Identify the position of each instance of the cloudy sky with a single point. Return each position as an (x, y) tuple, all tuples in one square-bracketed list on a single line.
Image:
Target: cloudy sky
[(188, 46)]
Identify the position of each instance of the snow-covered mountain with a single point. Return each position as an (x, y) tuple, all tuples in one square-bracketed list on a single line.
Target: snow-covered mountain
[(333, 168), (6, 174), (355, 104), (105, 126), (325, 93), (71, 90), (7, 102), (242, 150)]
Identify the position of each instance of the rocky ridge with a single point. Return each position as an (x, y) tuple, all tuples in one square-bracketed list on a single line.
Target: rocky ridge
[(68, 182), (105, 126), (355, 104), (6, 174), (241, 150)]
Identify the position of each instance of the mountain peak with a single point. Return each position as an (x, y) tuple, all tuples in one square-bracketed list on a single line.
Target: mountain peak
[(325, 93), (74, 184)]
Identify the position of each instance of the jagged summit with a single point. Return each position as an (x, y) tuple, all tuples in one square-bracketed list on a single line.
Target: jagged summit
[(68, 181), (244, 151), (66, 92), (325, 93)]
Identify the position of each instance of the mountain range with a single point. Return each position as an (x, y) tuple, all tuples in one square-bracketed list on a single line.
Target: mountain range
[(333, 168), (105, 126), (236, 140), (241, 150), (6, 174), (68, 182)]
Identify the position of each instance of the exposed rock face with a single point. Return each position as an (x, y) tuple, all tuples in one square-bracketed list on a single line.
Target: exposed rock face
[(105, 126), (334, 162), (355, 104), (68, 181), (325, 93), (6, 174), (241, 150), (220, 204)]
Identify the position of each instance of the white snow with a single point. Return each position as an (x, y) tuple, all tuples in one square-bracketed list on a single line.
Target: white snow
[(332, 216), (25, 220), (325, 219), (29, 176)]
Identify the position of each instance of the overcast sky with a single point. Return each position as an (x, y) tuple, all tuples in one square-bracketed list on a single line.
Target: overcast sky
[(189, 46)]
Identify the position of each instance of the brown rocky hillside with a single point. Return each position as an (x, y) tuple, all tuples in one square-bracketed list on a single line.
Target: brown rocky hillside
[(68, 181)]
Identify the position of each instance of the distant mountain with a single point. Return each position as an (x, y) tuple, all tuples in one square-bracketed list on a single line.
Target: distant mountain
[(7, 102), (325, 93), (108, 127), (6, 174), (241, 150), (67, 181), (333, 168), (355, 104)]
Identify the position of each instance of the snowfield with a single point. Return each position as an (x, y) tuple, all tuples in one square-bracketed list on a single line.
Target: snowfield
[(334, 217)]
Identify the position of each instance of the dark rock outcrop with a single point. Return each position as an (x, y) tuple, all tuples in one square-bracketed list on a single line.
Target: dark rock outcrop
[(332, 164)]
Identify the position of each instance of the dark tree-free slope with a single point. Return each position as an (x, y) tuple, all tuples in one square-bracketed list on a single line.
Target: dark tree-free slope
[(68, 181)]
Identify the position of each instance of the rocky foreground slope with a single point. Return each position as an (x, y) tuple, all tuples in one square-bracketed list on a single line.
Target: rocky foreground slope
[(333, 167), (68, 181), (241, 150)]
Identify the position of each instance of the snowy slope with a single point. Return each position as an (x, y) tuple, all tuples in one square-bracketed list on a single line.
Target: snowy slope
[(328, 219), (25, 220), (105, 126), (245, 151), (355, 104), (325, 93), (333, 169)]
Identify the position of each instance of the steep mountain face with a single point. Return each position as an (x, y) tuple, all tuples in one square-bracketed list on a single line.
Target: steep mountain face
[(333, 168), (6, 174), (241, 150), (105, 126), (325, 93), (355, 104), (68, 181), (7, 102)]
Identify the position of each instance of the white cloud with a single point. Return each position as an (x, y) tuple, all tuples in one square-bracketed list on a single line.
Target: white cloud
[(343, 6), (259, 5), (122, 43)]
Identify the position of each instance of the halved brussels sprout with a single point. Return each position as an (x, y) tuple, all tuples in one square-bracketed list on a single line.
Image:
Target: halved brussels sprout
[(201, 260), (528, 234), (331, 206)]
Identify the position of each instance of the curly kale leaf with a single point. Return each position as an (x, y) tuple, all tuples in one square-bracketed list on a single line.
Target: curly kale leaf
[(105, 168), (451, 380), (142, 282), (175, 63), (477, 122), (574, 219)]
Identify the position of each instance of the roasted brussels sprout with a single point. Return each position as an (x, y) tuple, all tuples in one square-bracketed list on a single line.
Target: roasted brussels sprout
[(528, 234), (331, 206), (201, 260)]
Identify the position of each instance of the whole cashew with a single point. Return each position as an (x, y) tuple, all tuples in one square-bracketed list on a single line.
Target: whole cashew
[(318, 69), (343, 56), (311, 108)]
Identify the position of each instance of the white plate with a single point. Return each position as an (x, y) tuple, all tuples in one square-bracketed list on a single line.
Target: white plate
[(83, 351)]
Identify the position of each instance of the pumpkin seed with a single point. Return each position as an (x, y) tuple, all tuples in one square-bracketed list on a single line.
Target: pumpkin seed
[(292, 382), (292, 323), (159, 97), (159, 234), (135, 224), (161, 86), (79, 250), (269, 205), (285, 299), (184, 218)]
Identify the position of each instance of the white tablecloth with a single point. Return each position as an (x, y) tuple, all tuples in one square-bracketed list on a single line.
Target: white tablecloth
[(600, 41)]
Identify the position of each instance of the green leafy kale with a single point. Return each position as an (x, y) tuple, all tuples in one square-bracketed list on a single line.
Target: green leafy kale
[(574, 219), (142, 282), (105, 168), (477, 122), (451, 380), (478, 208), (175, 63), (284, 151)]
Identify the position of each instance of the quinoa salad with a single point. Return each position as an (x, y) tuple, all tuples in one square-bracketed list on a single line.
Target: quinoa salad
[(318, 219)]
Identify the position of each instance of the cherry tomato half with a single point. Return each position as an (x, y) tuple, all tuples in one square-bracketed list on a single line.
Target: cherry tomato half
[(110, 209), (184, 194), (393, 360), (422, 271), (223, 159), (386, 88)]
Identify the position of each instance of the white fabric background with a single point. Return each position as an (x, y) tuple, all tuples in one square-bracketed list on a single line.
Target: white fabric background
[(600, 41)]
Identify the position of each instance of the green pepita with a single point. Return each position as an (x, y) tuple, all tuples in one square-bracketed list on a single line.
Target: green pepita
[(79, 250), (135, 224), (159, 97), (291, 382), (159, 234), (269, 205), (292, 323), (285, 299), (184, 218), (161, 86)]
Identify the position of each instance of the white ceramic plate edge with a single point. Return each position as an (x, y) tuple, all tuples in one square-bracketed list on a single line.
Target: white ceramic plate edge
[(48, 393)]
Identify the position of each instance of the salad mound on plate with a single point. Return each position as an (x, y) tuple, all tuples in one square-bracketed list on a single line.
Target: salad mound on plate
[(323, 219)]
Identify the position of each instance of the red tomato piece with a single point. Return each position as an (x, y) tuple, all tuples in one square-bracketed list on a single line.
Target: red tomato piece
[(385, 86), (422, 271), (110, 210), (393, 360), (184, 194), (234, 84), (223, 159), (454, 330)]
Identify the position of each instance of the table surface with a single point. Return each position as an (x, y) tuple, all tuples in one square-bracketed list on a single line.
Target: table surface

* * * * * * * * *

The answer must consist of every line from the records above that holds "surface".

## Result of the task
Identify the position of each instance of the table surface with a single point. Return each position as an (x, y) tuple, all tuples in one square-bracketed list on a single line.
Target: table surface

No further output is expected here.